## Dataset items

┌──

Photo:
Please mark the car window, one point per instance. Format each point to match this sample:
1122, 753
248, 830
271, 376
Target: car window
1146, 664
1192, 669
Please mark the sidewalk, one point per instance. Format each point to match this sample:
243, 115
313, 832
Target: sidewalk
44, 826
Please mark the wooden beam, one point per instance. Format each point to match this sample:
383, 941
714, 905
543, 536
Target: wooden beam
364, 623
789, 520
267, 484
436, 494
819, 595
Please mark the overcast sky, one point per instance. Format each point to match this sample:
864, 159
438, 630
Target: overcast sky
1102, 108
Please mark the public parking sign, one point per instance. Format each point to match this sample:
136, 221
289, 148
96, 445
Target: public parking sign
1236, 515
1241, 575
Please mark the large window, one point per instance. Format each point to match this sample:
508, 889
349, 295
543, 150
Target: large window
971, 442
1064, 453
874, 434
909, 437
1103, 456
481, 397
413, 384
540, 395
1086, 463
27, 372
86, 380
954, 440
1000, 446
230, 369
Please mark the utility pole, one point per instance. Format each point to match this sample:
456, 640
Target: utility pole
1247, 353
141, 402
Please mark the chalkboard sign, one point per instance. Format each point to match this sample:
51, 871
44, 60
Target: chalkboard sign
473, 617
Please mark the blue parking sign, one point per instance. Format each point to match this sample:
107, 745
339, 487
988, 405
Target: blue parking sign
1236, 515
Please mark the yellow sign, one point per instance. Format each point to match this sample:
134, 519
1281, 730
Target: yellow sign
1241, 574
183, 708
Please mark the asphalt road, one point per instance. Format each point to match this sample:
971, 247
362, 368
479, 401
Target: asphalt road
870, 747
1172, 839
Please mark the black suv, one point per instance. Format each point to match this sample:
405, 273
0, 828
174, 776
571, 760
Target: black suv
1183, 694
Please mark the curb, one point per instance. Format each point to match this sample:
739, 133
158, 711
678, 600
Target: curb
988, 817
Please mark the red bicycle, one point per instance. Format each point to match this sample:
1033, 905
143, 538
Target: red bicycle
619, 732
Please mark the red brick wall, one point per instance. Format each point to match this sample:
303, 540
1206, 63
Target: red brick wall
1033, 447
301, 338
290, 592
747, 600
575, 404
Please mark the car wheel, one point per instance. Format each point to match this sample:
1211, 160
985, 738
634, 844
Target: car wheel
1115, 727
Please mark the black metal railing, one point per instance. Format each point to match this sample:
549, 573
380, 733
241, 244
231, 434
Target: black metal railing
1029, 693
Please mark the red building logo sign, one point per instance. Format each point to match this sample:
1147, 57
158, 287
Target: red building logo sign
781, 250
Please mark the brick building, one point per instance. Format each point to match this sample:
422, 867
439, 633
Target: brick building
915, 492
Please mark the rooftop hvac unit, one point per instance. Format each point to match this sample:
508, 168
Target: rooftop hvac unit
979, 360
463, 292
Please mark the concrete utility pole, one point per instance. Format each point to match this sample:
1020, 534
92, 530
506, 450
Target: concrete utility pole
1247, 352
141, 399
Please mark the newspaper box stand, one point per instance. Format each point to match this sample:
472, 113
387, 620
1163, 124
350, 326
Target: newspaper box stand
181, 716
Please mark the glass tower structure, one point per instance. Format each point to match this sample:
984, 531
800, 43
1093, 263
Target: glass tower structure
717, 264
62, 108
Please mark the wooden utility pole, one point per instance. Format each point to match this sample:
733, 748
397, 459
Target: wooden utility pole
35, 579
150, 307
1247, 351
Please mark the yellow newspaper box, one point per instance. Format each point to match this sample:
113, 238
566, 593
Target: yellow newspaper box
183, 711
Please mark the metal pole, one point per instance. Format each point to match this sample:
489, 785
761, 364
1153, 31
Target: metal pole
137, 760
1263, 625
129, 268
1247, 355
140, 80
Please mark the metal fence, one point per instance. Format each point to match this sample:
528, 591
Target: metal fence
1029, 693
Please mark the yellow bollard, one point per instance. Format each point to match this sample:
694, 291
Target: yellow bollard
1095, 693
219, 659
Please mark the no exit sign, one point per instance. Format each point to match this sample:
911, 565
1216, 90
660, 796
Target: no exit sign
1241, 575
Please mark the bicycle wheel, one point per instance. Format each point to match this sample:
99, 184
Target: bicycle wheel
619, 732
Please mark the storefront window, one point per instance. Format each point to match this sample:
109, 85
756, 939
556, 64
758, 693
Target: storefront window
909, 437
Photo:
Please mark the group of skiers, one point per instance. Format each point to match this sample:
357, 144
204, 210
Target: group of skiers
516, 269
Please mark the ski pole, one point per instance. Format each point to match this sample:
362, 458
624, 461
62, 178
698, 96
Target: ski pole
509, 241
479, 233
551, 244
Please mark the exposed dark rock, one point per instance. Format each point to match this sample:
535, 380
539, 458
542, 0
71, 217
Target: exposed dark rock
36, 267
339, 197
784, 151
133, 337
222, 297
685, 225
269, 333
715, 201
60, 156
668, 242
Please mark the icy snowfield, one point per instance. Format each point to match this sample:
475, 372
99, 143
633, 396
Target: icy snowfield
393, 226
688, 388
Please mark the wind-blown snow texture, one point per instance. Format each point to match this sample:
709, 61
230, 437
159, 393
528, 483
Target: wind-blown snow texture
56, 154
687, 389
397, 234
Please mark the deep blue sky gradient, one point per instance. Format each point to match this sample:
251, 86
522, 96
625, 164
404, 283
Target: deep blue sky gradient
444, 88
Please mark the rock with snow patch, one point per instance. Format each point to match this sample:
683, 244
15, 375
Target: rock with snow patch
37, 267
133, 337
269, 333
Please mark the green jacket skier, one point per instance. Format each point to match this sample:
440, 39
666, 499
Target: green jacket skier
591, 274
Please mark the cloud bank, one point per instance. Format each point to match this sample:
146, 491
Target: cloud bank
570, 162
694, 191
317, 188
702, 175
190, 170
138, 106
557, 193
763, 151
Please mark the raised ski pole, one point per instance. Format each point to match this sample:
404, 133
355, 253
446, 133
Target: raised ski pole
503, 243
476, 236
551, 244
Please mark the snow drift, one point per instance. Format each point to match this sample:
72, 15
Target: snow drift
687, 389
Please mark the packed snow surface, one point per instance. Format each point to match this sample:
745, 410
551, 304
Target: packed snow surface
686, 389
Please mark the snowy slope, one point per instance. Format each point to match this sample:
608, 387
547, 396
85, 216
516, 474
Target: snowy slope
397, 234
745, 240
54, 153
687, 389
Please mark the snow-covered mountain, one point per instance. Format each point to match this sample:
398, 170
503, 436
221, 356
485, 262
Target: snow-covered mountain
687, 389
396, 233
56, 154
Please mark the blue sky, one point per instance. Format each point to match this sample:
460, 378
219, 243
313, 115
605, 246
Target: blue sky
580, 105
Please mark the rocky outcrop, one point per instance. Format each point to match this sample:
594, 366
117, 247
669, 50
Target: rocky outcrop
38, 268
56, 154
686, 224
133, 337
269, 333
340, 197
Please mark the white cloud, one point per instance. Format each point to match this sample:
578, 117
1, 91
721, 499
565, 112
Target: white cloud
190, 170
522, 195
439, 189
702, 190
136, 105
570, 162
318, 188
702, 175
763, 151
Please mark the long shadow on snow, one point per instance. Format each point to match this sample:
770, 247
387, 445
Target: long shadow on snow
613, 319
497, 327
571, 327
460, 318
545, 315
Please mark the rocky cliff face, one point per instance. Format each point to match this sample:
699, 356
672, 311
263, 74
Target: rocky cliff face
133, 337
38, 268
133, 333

└──

## WHAT YOU NEED TO DO
Give back all of the entries exactly as written.

## SOLUTION TO THIS TASK
Photo:
Please mark the car window, one point per instance. Format each point to match this sample:
1122, 753
248, 830
271, 376
Target: car window
1146, 664
1192, 669
Please mark the sidewalk, one point per instance. Format each point to match this sample:
243, 115
313, 832
Target: sidewalk
44, 826
Please mark the wooden beam, one point per instance. Format each point to match this sample:
383, 941
714, 905
543, 536
Target: wooden beam
364, 623
789, 520
267, 484
436, 494
819, 595
Please mark the overcast sky, one point per instance. Format each point to match this sample:
864, 159
438, 630
Target: overcast sky
1102, 108
Please mark the public parking sign, one point per instance. Format each point to match this sample:
136, 221
289, 148
96, 445
Target: public parking sign
1236, 515
1241, 575
Please mark the large window, one point per instance. Format each point to match this sample:
508, 889
349, 295
543, 150
Target: large window
971, 442
1064, 453
874, 434
909, 437
1103, 456
481, 397
413, 384
540, 395
1086, 463
27, 372
86, 380
954, 440
1000, 446
230, 369
Please mark the utility pole, one point per instance. Format each point to match this sample:
456, 640
Target: utility pole
1247, 353
141, 402
Please mark the chalkboard sign, one point per instance. Format each point to match this sample:
51, 871
44, 60
Target: chalkboard sign
473, 617
Please mark the blue parking sign, one point per instance. Format each point to match this sample:
107, 745
339, 487
988, 405
Target: blue parking sign
1236, 515
Please mark the yellow sign, one point per instance. Format each point to match this sample:
134, 519
1281, 730
Target: yellow sign
1241, 574
183, 708
Please mark the asphalt road, one point per instance. Format each point to match this sample:
971, 247
362, 368
479, 401
Target: asphalt road
870, 747
1172, 839
Please mark the black suv, one point per instance. Format each point to match this sample:
405, 273
0, 828
174, 776
571, 760
Target: black suv
1183, 694
Please mark the curb, one point per instance. Format each point to match this sample:
739, 133
158, 711
678, 600
Target: curb
988, 817
Please mark the red bicycle, one point per instance. Format each point to match this sample:
1033, 905
143, 538
Target: red bicycle
619, 732
Please mark the red brick wall, one point per instance. Format each point to match this sample:
303, 540
1206, 63
Target: red brick wall
1033, 447
301, 338
290, 592
747, 600
575, 404
Please mark the car wheel, one point per instance. Format each point to match this sample:
1211, 160
985, 738
634, 844
Target: car wheel
1115, 727
Please mark the black metal railing, one point per instance. Format each point to match this sample:
549, 573
380, 733
241, 244
231, 434
Target: black metal railing
1029, 693
Please mark the red building logo sign, one point per instance. Format each point to match this sample:
1147, 57
158, 287
Target: red building logo sign
781, 250
Please mark the brick building, one point per instance. Format each point to match this sample:
422, 867
439, 633
Target: brick building
915, 492
Please mark the rooftop hvac unit, one point per instance. Format each point to match this sample:
508, 168
Target: rooftop hvac unit
979, 360
463, 292
Please mark the concrete utility pole, one point per instance. Format each point to match this sample:
1020, 534
92, 530
506, 450
Target: concrete utility pole
1247, 352
141, 399
Please mark the newspaper box stand, one point per instance. Format each point to match this sample:
472, 113
387, 620
1163, 124
350, 326
Target: newspaper box stand
181, 716
Please mark the glass tower structure, one point per instance. Format each point to match this sample:
984, 531
800, 43
1093, 263
Target: glass tower structure
717, 264
62, 108
Please mark the wooden utility pole, one point per instance. Format each point to match this sample:
733, 748
397, 459
Target: wooden utility pole
35, 579
150, 307
1247, 351
Please mark the yellow newspaper box, one point per instance. Format each point to match this sample:
113, 238
566, 593
Target: yellow newspaper box
183, 711
Please mark the metal pole, one point per instance. Format each point to match this sample:
489, 785
761, 364
1153, 31
Target: metal pole
137, 760
1263, 625
129, 268
1247, 355
140, 80
Please mark the metal fence, one point per instance. Format each point to match this sample:
528, 591
Target: metal fence
1029, 693
Please mark the yellow bollard, one point per instance. Format each point to match this sample:
694, 291
Target: yellow bollard
1095, 693
219, 659
Please mark the no exit sign, one point per instance. Format each point to match this sample:
911, 565
1216, 90
660, 796
Target: no exit sign
1241, 575
Please mark the bicycle wheel, one point per instance. Format each point to match this sample:
99, 184
Target: bicycle wheel
619, 732
Please mark the storefront window, one point per instance. Format each point to match this sample:
109, 85
756, 939
556, 64
758, 693
Target: storefront window
909, 437
Photo:
Please mark the group of skiers, one point per instance. Format each point to match this sample:
357, 144
204, 210
Target: group of skiers
516, 269
Please mark the ski pole, one point per instance. Format each point to match this sample:
362, 458
624, 461
62, 178
698, 96
Target: ski pole
509, 241
479, 233
551, 244
Please mark the exposed dark rock, one point per instance. Format each point to match this sample:
535, 380
539, 458
542, 0
71, 217
Target: exposed dark rock
36, 267
339, 197
784, 151
133, 337
222, 297
685, 225
269, 333
715, 201
60, 156
668, 242
Please mark the icy snowfield, one point per instance. Format each point to match this sample:
475, 372
99, 143
633, 396
Target: icy snowfield
393, 226
688, 388
Please mark the wind-blown snow texture, one point per instance. Format each point to match this sample:
709, 61
230, 437
159, 393
528, 483
Target: wind-blown snow texture
56, 154
687, 389
397, 234
Please mark the deep blue sky gradient, one point per instance. Format each point to match this sample:
251, 86
522, 96
625, 164
404, 283
Target: deep blue sky gradient
444, 88
Please mark the rock with snow patch, one point per instance. Format each point to match this sample:
683, 244
15, 375
Target: rock with snow patch
37, 267
133, 337
269, 333
Please mark the green jacket skier, one point per instance. Format each point to match this sample:
440, 39
666, 499
Target: green jacket skier
591, 274
Please mark the cloud bank, one point per instance. Format each point to match this sample:
146, 491
Target: cloud bank
570, 162
694, 191
317, 188
702, 175
190, 170
138, 106
557, 193
763, 151
Please mark the raised ski pole, one point per instance. Format each point to match this sample:
404, 133
355, 253
446, 133
Target: raised ski pole
503, 243
476, 236
551, 244
Please mark the snow drift, one point per instance. Format each point to match this sample:
72, 15
Target: snow drift
687, 389
Please mark the packed snow surface, one point per instance. Format each point to match this sample:
745, 410
551, 304
Target: packed snow surface
686, 389
Please mark the snowy slope, one point per instance. Format each point to match this sample:
608, 387
547, 396
85, 216
516, 474
Target: snowy slope
397, 234
745, 240
54, 153
687, 389
Please mark the snow-covered mountain, one point per instance. Format each point to match this sample:
398, 170
503, 436
221, 356
485, 262
Target: snow-covered mountain
687, 389
396, 233
56, 154
Please mark the blue sky, one point per instance. Format each point to match this sample:
460, 378
219, 243
313, 115
605, 246
Target: blue sky
580, 105
Please mark the rocky outcrop, one point per instance. Format each point to match this sample:
594, 366
117, 247
669, 50
Target: rocky outcrop
38, 268
56, 154
686, 224
133, 337
269, 333
340, 197
Please mark the white cloud, one point per instance. Format each point to match this sample:
578, 117
1, 91
721, 499
565, 112
Target: white cloud
190, 170
522, 195
439, 189
702, 190
136, 105
570, 162
318, 188
702, 175
763, 151
Please mark the long shadow on snow, one point per instance. Format each point to match this sample:
770, 247
387, 445
Target: long shadow on snow
613, 319
497, 327
571, 327
460, 318
545, 315
Please mark the rocky cliff face, one point per instance. Format each point to match this sample:
699, 356
672, 311
263, 74
Target: rocky cliff face
133, 337
38, 268
133, 333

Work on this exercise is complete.